→ **DESCRIPTION OF THE TASK**
Please give every line below again exactly, but not its pictures.

→ **SUPPLIED DATA**
• • •

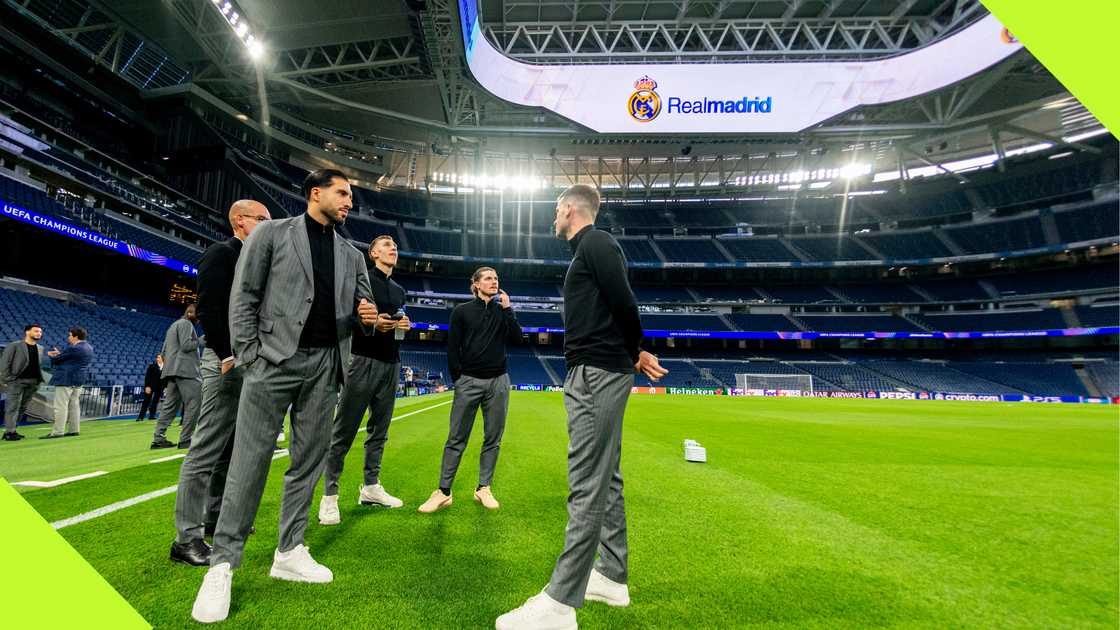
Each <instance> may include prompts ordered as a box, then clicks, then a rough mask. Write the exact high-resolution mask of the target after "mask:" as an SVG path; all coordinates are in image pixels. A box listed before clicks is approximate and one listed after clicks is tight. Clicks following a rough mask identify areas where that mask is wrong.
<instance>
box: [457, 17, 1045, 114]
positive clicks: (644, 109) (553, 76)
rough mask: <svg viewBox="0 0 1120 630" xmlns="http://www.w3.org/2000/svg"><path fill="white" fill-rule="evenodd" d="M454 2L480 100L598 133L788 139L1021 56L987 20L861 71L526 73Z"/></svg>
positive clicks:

• • •

→ **EXERCISE SOLUTION**
Each <instance> may include prompts ordered as a box, then clicks, then a rough mask. Write the exact high-resolution mask of the target after "mask:" as an SVG path; all coordinates are in image pixels. A box listed before clicks is approximate and one listed after clicks is tight. Clicks following a rough mask identify areas where that mask is wrong.
<instance>
box: [457, 17, 1045, 114]
positive clicks: (644, 109) (553, 76)
rough mask: <svg viewBox="0 0 1120 630" xmlns="http://www.w3.org/2000/svg"><path fill="white" fill-rule="evenodd" d="M454 2L480 100L598 133L788 139L1021 56L987 20L861 71L526 73Z"/></svg>
positive clicks:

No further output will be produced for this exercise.